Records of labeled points
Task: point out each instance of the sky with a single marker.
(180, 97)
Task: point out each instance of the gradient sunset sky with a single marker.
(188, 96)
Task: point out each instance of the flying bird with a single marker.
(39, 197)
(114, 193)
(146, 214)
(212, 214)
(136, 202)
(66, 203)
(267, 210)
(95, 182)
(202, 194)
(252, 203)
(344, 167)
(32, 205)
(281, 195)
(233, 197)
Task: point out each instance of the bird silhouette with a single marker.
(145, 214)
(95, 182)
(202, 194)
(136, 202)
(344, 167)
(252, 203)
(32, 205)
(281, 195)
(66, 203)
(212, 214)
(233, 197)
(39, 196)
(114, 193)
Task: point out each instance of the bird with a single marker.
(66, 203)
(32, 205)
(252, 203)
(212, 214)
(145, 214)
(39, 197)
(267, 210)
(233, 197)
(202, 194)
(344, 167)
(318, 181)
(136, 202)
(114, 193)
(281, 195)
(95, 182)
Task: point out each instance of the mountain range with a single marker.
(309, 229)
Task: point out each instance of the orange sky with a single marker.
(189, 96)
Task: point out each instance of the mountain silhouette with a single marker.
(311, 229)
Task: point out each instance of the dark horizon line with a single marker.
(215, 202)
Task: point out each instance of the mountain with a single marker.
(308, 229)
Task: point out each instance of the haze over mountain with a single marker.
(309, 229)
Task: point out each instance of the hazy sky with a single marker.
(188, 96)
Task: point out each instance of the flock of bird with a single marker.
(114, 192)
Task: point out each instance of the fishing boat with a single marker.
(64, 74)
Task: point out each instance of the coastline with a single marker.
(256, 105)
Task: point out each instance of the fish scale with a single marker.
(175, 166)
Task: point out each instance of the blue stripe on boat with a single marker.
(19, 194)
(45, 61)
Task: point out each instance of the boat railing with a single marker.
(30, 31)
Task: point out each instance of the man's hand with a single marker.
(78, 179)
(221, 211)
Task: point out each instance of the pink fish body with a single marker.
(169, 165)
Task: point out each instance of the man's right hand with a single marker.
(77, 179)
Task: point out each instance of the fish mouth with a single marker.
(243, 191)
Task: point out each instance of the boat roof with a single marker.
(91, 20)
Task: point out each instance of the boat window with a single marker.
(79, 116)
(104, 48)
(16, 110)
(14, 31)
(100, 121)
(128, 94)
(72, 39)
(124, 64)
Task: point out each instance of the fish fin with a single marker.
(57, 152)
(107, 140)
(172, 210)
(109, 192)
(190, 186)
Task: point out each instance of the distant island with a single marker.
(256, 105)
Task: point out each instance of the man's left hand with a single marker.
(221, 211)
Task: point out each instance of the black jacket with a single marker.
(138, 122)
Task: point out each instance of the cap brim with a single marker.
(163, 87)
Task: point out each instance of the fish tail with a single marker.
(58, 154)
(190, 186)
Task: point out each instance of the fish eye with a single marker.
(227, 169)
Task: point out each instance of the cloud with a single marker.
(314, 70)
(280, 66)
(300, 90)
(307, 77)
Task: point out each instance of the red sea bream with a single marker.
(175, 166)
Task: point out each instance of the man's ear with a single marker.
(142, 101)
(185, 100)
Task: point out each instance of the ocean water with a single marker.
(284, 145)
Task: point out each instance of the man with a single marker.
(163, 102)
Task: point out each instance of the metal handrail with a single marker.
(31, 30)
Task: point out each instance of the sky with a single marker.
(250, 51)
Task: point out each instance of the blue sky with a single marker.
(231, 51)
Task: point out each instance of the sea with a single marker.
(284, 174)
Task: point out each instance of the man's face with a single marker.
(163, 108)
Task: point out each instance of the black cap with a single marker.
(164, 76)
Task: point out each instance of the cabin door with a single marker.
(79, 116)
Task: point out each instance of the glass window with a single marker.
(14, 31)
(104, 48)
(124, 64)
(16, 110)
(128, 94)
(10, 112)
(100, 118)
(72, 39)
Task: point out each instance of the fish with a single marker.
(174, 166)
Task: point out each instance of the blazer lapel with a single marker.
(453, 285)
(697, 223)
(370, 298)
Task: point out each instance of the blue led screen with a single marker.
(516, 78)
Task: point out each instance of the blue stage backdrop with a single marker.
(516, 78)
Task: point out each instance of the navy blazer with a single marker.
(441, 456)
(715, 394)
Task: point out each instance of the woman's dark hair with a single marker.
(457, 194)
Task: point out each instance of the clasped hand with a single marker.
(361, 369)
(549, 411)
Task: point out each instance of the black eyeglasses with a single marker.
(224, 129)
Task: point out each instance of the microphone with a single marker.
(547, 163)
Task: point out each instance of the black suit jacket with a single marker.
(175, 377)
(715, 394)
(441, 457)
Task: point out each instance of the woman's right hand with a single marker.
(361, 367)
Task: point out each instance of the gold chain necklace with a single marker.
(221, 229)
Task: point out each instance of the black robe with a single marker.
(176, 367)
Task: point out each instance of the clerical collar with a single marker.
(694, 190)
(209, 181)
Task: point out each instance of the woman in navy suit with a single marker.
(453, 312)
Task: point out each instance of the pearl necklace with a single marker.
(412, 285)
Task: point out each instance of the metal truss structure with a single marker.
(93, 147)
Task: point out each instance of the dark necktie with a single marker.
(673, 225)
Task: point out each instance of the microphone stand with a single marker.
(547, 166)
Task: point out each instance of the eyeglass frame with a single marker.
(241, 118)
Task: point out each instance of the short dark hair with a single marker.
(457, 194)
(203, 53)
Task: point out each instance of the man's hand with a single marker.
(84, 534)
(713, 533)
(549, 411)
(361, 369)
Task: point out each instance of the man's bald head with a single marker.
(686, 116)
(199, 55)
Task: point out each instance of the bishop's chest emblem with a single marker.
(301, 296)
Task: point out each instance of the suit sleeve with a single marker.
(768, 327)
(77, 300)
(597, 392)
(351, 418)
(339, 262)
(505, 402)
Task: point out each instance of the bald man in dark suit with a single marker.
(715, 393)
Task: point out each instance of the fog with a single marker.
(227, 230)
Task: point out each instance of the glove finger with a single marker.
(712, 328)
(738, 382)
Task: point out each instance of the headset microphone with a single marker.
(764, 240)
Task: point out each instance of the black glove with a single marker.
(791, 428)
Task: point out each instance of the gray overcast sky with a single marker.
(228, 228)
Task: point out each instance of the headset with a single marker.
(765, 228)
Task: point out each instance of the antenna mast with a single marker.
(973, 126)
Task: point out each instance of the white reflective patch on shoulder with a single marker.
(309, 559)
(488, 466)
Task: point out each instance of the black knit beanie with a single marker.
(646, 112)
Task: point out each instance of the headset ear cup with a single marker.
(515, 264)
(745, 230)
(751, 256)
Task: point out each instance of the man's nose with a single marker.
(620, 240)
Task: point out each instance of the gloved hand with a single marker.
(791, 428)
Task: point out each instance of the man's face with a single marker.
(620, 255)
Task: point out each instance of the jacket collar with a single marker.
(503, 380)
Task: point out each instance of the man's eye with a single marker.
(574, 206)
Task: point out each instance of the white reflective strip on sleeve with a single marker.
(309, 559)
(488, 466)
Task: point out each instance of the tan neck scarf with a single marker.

What you need to do =>
Transcribe the entire listing above precisely.

Completed exercise =>
Task: point out each instance of the sky with a single marker.
(180, 97)
Task: point out each instance of the gradient sunset sky with a single marker.
(188, 96)
Task: point out each instance of the flying bird with a single marker.
(39, 197)
(114, 193)
(146, 214)
(212, 214)
(136, 202)
(66, 203)
(267, 210)
(95, 182)
(202, 194)
(252, 203)
(344, 167)
(32, 205)
(281, 195)
(233, 197)
Task: point out each instance of the bird silhouette with a single marker.
(145, 214)
(95, 182)
(202, 194)
(136, 202)
(344, 167)
(252, 203)
(32, 205)
(281, 195)
(66, 203)
(212, 214)
(233, 197)
(39, 196)
(114, 193)
Task: point out each instance of the bird with a single marker.
(66, 203)
(32, 205)
(252, 203)
(212, 214)
(145, 214)
(39, 197)
(267, 210)
(233, 197)
(202, 194)
(344, 167)
(318, 181)
(136, 202)
(114, 193)
(281, 195)
(95, 182)
Task: point out each instance of the mountain range with a single marker.
(309, 229)
Task: point out each instance of the orange sky with a single marker.
(189, 96)
Task: point out each instance of the mountain silhouette with a single marker.
(311, 229)
Task: point out each instance of the dark horizon line with a single marker.
(215, 202)
Task: point out each instance of the mountain with a single marker.
(308, 229)
Task: point out each instance of the haze over mountain with a single marker.
(309, 229)
Task: point out each instance of the hazy sky with a single marker.
(188, 96)
Task: point out each instance of the flock of bird with a single marker.
(114, 192)
Task: point out each instance of the fishing boat with a single marker.
(64, 74)
Task: point out each instance of the coastline with a single marker.
(256, 105)
Task: point out each instance of the fish scale with a single marker.
(175, 166)
Task: point out each instance of the blue stripe on boat with a single marker.
(19, 194)
(45, 61)
Task: point out each instance of the boat railing with a single marker.
(30, 31)
Task: point out each instance of the man's hand with a single marker.
(78, 179)
(221, 211)
Task: point out each instance of the pink fish body with a single marker.
(169, 165)
Task: point out each instance of the man's right hand with a single marker.
(77, 179)
Task: point out each instance of the fish mouth with a single marker.
(243, 191)
Task: point out each instance of the boat roof with a single marker.
(91, 20)
Task: point out each instance of the boat window with a single marker.
(79, 116)
(104, 48)
(16, 110)
(14, 31)
(100, 121)
(128, 94)
(72, 39)
(124, 64)
Task: point out each instance of the fish fin with a single marker.
(57, 152)
(107, 140)
(172, 210)
(109, 192)
(190, 186)
Task: point out each instance of the distant island with a single marker.
(256, 105)
Task: point out each instance of the man's left hand with a single marker.
(221, 211)
Task: point out each instance of the black jacket with a single marker.
(138, 122)
Task: point out each instance of the cap brim with a single marker.
(163, 87)
Task: point out each instance of the fish tail with a single marker.
(58, 154)
(190, 186)
Task: point out each instance of the fish eye with a single marker.
(227, 169)
Task: point out each instance of the cloud with a single marker.
(314, 70)
(280, 66)
(300, 90)
(307, 77)
Task: point out each instance of the red sea bream with a single marker.
(175, 166)
Task: point out each instance of the man's ear with a single marker.
(142, 101)
(185, 100)
Task: point out each instance of the ocean water with a single marker.
(284, 145)
Task: point out each instance of the man with a single marker.
(163, 102)
Task: point out each instance of the metal handrail with a single marker.
(31, 30)
Task: point out each instance of the sky with a single marker.
(250, 51)
Task: point out each instance of the blue sky with a single marker.
(231, 51)
Task: point out each instance of the sea with a single marker.
(284, 174)
Task: point out each instance of the man's face with a single marker.
(163, 108)
Task: point out each instance of the black cap with a single marker.
(164, 76)
Task: point out each instance of the cabin door with a single marker.
(79, 116)
Task: point out each instance of the glass window with a single marker.
(14, 31)
(104, 48)
(124, 64)
(16, 110)
(128, 94)
(10, 112)
(100, 118)
(72, 39)
Task: point out each instance of the fish with a single marker.
(174, 166)
Task: point out each instance of the blazer lapel with a single marker.
(453, 285)
(697, 223)
(370, 298)
Task: point out each instance of the blue led screen with a single marker.
(516, 78)
Task: point out each instance of the blue stage backdrop with a single marker.
(516, 78)
Task: point out each instance of the navy blazer with a single marker.
(441, 456)
(715, 394)
Task: point out each instance of the woman's dark hair with a single marker.
(457, 194)
Task: point out each instance of the clasped hand with a single marker.
(361, 369)
(549, 411)
Task: point out each instance of the black eyeglasses with a single marker.
(224, 129)
Task: point out each instance of the microphone with a single marker.
(547, 163)
Task: point out each instance of the black suit jacket with a single marker.
(175, 377)
(715, 394)
(441, 457)
Task: point out each instance of the woman's right hand with a single marker.
(361, 367)
Task: point out each instance of the gold chain necklace with a single marker.
(221, 229)
Task: point out each instance of the black robe with a single marker.
(176, 367)
Task: point out each instance of the clerical collar with a single marker.
(694, 190)
(209, 181)
Task: point out each instance of the woman in navy suit with a single marker.
(453, 312)
Task: point out each instance of the pearl necklace with a single marker.
(412, 285)
Task: point out each instance of the metal truss structure with a single marker.
(93, 147)
Task: point out each instance of the dark necktie with a single marker.
(673, 225)
Task: point out each instance of the microphone stand with a single marker.
(547, 166)
Task: point out each instance of the eyeglass frame with a single marker.
(241, 118)
Task: point out each instance of the short dark hair with a single marker.
(457, 194)
(203, 53)
Task: point out each instance of the man's hand with a single marker.
(84, 534)
(713, 533)
(549, 411)
(361, 369)
Task: point out each instance of the man's bald head with a single marker.
(686, 116)
(199, 55)
Task: point out each instance of the bishop's chest emblem with a single marker.
(301, 296)
Task: point out each instance of the suit sleeve with a single marker.
(768, 327)
(77, 300)
(597, 392)
(351, 418)
(339, 262)
(505, 402)
Task: point out each instance of the bald man in dark suit with a single marker.
(715, 393)
Task: point out each instance of the fog with a single marker.
(227, 230)
Task: point out each instance of the glove finger with a single marker.
(712, 328)
(738, 382)
Task: point out each instance of the headset microphone with a single marker.
(764, 240)
Task: point out each instance of the black glove with a single marker.
(791, 428)
Task: point out each instance of the gray overcast sky with a single marker.
(228, 228)
Task: point out each instance of the headset with a single marker.
(765, 228)
Task: point out each instance of the antenna mast with a single marker.
(973, 126)
Task: point out each instance of the white reflective patch on shoulder with a single marker.
(309, 559)
(488, 466)
Task: point out each instance of the black knit beanie with a single marker.
(646, 112)
Task: point out each instance of the headset ear cup with a single marker.
(515, 264)
(745, 230)
(751, 256)
Task: point out each instance of the man's nose with a single marker.
(620, 240)
Task: point out each instance of the gloved hand with a single marker.
(791, 428)
Task: point out each instance of the man's face with a single marker.
(620, 255)
Task: point out each instance of the jacket collar with a single marker.
(503, 380)
Task: point out each instance of the man's eye with a single marker.
(574, 206)
Task: point out each instance of the white reflective strip on sleeve with a single marker.
(309, 559)
(488, 466)
Task: point out each instance of the tan neck scarf with a single marker.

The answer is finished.